Work to complete — A faithful copy of every record is needed here. Images must not appear in it.

── Exercise data

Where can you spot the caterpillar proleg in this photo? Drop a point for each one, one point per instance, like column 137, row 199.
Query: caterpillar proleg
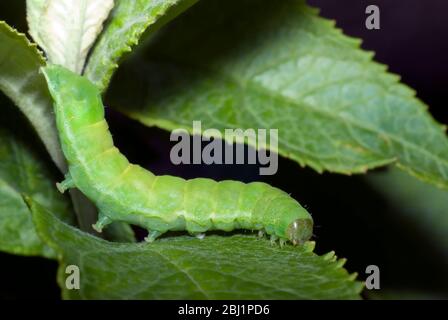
column 126, row 192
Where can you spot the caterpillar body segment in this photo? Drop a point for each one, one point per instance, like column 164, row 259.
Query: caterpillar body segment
column 126, row 192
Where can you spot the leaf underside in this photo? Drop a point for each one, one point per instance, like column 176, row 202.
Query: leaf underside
column 22, row 170
column 126, row 25
column 235, row 267
column 278, row 65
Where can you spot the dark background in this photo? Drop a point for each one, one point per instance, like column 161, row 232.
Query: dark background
column 351, row 217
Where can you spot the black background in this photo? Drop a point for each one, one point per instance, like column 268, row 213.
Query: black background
column 350, row 216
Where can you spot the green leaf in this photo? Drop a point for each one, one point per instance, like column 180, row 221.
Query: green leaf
column 21, row 81
column 67, row 29
column 236, row 267
column 417, row 202
column 23, row 171
column 278, row 65
column 127, row 23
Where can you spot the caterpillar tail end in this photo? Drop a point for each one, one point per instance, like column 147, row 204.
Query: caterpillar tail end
column 152, row 236
column 66, row 184
column 103, row 221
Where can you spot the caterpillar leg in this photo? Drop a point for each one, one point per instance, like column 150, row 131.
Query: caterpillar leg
column 153, row 235
column 103, row 221
column 66, row 184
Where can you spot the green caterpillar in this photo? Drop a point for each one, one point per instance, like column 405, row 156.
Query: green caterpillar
column 126, row 192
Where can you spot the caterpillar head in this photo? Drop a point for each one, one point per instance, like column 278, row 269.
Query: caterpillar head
column 299, row 231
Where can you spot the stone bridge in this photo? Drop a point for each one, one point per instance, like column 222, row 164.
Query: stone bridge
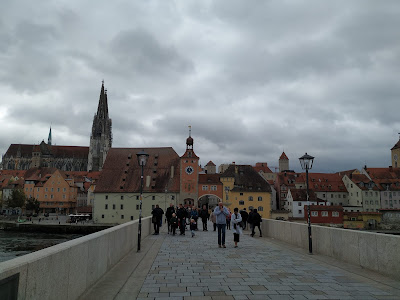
column 105, row 265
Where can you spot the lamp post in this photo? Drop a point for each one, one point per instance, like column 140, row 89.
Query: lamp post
column 142, row 157
column 306, row 162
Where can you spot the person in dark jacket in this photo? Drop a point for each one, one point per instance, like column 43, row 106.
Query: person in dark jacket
column 157, row 218
column 256, row 222
column 182, row 215
column 245, row 216
column 168, row 216
column 204, row 215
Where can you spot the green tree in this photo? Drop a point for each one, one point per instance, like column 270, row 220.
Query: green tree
column 32, row 204
column 17, row 199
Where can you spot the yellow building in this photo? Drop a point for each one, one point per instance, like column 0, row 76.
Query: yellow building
column 396, row 155
column 244, row 188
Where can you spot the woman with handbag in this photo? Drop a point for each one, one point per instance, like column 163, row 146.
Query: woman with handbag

────

Completed task —
Where can you spot the caterpillar proleg in this photo? Drop a point for each one, one point per instance, like column 137, row 199.
Query: caterpillar proleg
column 126, row 192
Where can you spot the caterpillar body segment in this photo? Drop a point for each one, one point per instance, like column 164, row 259.
Query: caterpillar body segment
column 126, row 192
Where can you spot the leaf underside in this photo? Drop a point for each one, one point per instance, like column 176, row 202.
Query: leaf underside
column 22, row 170
column 126, row 25
column 235, row 267
column 278, row 65
Where can you spot the dark background in this photo? Drop a point for each one, one point per instance, like column 161, row 232.
Query: dark background
column 351, row 217
Where can you spot the black background in this photo? Drop a point for each one, one point per instance, like column 268, row 213.
Query: black background
column 350, row 216
Where can you spot the green leaf in this photo? Drop a point for each one, one point per instance, like column 180, row 221.
Query: green leaf
column 21, row 81
column 67, row 29
column 236, row 267
column 417, row 202
column 23, row 171
column 278, row 65
column 127, row 23
Where can you spot the caterpillar tail end in this photo? Drop a point for each one, one point per instance, like column 147, row 204.
Query: caterpillar tail end
column 152, row 236
column 66, row 184
column 103, row 221
Where can you spot the caterpillar leg in this photo? Drop a point for each one, one point per instance, like column 150, row 131.
Query: caterpillar leg
column 153, row 235
column 103, row 221
column 66, row 184
Where can you spot the green caterpillar in this photo? Drop a point for each one, one point per instance, like column 405, row 156.
Query: green caterpillar
column 126, row 192
Where can you spot the caterpillar head in this photo? Drop a point for each one, one point per instance, like column 278, row 269.
Query: caterpillar head
column 299, row 231
Where can you spot the stone bridge in this photo? Drop a point for each one, one point per instance, like column 222, row 164.
Query: stone bridge
column 105, row 265
Where can you spot the lamp post in this photo? Drop a point for each one, one point per instance, like column 140, row 89.
Query: lamp post
column 142, row 157
column 306, row 162
Where can you spot the person in dark jacket in this photo? Drop a point for each one, one point per instance, like column 43, row 106.
Query: person in dark jacket
column 157, row 218
column 256, row 222
column 182, row 215
column 245, row 216
column 168, row 216
column 204, row 215
Where can you spot the green tree in this photo? Drop a point for each one, one point per instance, like column 270, row 220.
Query: green tree
column 32, row 204
column 17, row 199
Where can you spot the yellow building in this photo? Drop a point for each one, one point per instance, like column 0, row 76.
Query: yellow building
column 396, row 155
column 244, row 188
Where can you spot the woman with handbag in this photo? Drop a point for each one, one point per instance, like column 163, row 146.
Query: woman with handbag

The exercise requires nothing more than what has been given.